> **RECORD EXTRACTS**:

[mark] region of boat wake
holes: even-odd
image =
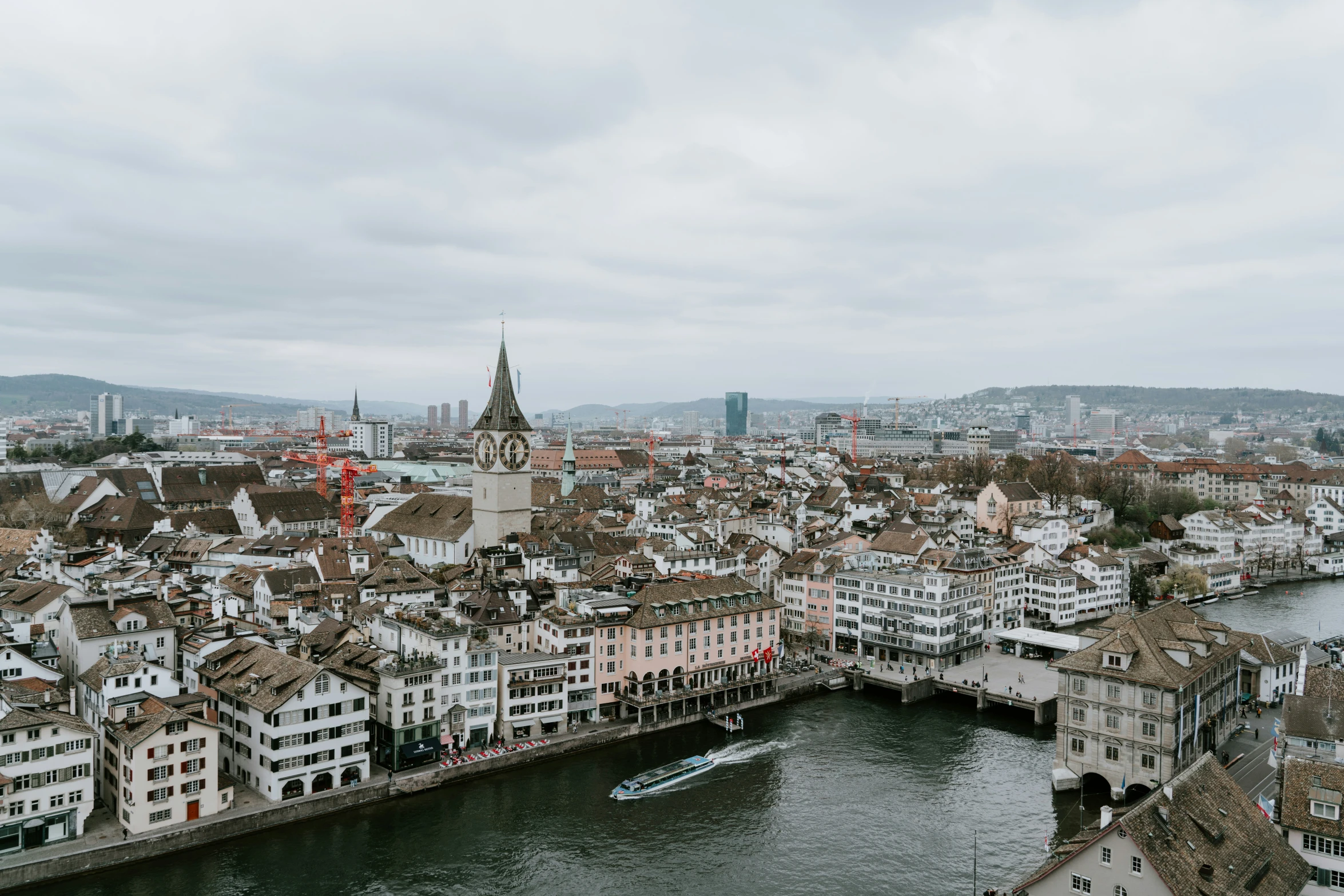
[[[719,766],[732,766],[739,762],[750,762],[767,752],[786,750],[790,746],[793,744],[785,740],[739,740],[726,747],[711,750],[704,755]]]

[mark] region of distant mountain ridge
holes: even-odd
[[[255,404],[255,407],[234,408],[234,416],[292,416],[301,407],[320,404],[333,411],[349,412],[353,396],[331,400],[309,402],[274,395],[251,395],[246,392],[204,392],[198,390],[157,388],[145,386],[118,386],[86,376],[65,373],[32,373],[28,376],[0,376],[0,415],[36,414],[39,411],[86,411],[89,396],[101,392],[121,395],[126,412],[142,414],[195,414],[203,419],[218,418],[224,404]],[[364,414],[425,414],[421,404],[407,402],[378,402],[362,399]]]
[[[992,387],[965,398],[982,404],[1031,402],[1034,407],[1062,407],[1077,395],[1090,407],[1145,408],[1168,414],[1235,414],[1236,411],[1344,412],[1344,395],[1270,388],[1157,388],[1148,386],[1016,386]]]

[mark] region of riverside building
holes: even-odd
[[[220,767],[266,799],[368,778],[368,692],[359,682],[242,638],[196,673],[218,693]]]
[[[602,626],[598,681],[641,723],[773,693],[784,604],[738,576],[650,584]]]
[[[1055,790],[1098,778],[1136,799],[1231,733],[1250,635],[1175,600],[1083,634],[1098,641],[1055,661]]]
[[[860,656],[879,662],[948,669],[984,650],[985,598],[969,575],[847,570],[836,603],[859,607]]]

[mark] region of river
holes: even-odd
[[[1284,594],[1289,591],[1290,594]],[[1206,615],[1245,631],[1344,631],[1344,583],[1279,586]],[[1054,729],[970,701],[870,688],[691,724],[316,819],[34,896],[386,893],[972,893],[1016,883],[1099,797],[1050,790]],[[719,766],[644,799],[624,778]],[[973,841],[978,848],[973,850]],[[974,853],[974,854],[973,854]]]

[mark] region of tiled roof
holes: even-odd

> **GOAL OF THE EXERCISE**:
Only the lines from the one containing "[mark] region of distant mountain ridge" to the end of the listing belong in the output, each reproduced exactly.

> **OUTPUT OF THE EXERCISE**:
[mark] region of distant mountain ridge
holes: even-odd
[[[255,404],[255,407],[234,408],[234,416],[292,416],[301,407],[320,404],[333,411],[349,412],[353,396],[331,400],[309,402],[274,395],[251,395],[246,392],[204,392],[198,390],[157,388],[145,386],[118,386],[86,376],[65,373],[32,373],[28,376],[0,376],[0,415],[36,414],[39,411],[86,411],[89,396],[101,392],[121,395],[126,412],[142,414],[195,414],[203,419],[218,418],[224,404]],[[364,414],[425,414],[421,404],[407,402],[378,402],[362,399]]]
[[[992,387],[965,398],[982,404],[1031,402],[1034,407],[1062,407],[1077,395],[1090,407],[1145,408],[1168,414],[1235,414],[1236,411],[1344,412],[1344,395],[1270,388],[1157,388],[1148,386],[1016,386]]]

[mark] region of riverside building
holes: even-odd
[[[220,767],[266,799],[368,778],[368,692],[359,682],[242,638],[196,673],[218,693]]]
[[[602,626],[598,681],[641,723],[773,693],[784,604],[738,576],[650,584]]]
[[[1055,790],[1098,778],[1136,799],[1231,733],[1250,635],[1175,600],[1083,634],[1098,641],[1055,661]]]
[[[860,656],[879,662],[948,669],[984,650],[985,598],[969,575],[847,570],[836,603],[859,607]]]

[mark] region of river
holes: even-odd
[[[1284,594],[1289,591],[1290,594]],[[1206,615],[1245,631],[1344,631],[1344,583],[1279,586]],[[1054,729],[970,701],[870,688],[691,724],[316,819],[34,896],[386,893],[972,893],[1016,883],[1099,797],[1050,790]],[[719,766],[644,799],[624,778]],[[973,841],[978,848],[973,850]],[[974,853],[974,854],[973,854]]]

[mark] region of tiled roof
holes: even-odd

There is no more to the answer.